━━━━━ Source passage ━━━━━

This was how I viewed the world the first time I ever touched myself, when I kind of knew that what I was doing was not wrong at all, but at the same time, treating it as the most taboo thing that I have ever done. Me, seeking sexual pleasure, would just involuntarily and irrationally put me in the category of a whore, because this is just how times and people were.

The shame only got to me when I had my first steady boyfriend and we decided to have sex. I truly loved him and wanted to share this experience with him, so I first had sex right after I turned 15, a month and a half into our relationship. And the need that I got afterwards to protect this and the fear of someone finding out were the biggest impediments in being happy with this part of myself. Two years later, after being with him for so long, I would still try to hide this even from my closest friends. How can people know that I had sex and, even worse, that I enjoyed it? How could I be open about it when every gossip I was hearing was about another whore in our year that had sex? And how could I not feel like one when some friends were waiting for more than a year to have it with their boyfriends? Was I wrong to "put myself out" so soon even though it didn’t feel wrong at all?

━━━━━ Records supplied ━━━━━

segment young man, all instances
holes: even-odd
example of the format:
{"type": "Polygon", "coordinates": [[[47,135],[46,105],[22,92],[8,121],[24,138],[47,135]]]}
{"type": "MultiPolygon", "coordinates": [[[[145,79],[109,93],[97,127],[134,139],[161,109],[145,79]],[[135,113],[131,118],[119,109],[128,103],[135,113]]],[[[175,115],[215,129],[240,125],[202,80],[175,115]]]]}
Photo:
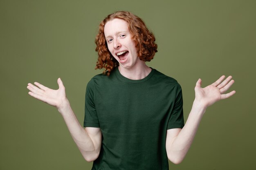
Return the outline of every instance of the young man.
{"type": "Polygon", "coordinates": [[[84,129],[60,78],[57,90],[28,84],[29,95],[57,108],[85,159],[94,161],[93,170],[168,170],[168,159],[179,163],[207,108],[235,93],[224,94],[234,82],[231,76],[204,88],[199,79],[184,125],[180,86],[145,64],[157,52],[155,40],[143,21],[128,12],[101,23],[96,68],[105,70],[88,84],[84,129]]]}

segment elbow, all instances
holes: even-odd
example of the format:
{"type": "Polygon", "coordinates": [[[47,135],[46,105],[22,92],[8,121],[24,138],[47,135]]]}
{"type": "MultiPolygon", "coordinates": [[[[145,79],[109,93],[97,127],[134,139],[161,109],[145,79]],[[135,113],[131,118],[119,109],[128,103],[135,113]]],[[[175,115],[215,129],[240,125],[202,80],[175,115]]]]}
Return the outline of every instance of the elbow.
{"type": "Polygon", "coordinates": [[[168,159],[170,160],[173,163],[177,165],[179,164],[183,160],[184,157],[182,157],[178,156],[174,156],[172,155],[172,156],[171,156],[170,155],[167,155],[167,157],[168,157],[168,159]]]}
{"type": "Polygon", "coordinates": [[[83,156],[86,161],[91,162],[96,160],[99,157],[99,153],[92,154],[85,154],[83,155],[83,156]]]}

━━━━━

What you have to do - Quote every question that the personal passage on shame above asks.

Problem solution -
1. "How can people know that I had sex and, even worse, that I enjoyed it?"
2. "How could I be open about it when every gossip I was hearing was about another whore in our year that had sex?"
3. "And how could I not feel like one when some friends were waiting for more than a year to have it with their boyfriends?"
4. "Was I wrong to "put myself out" so soon even though it didn't feel wrong at all?"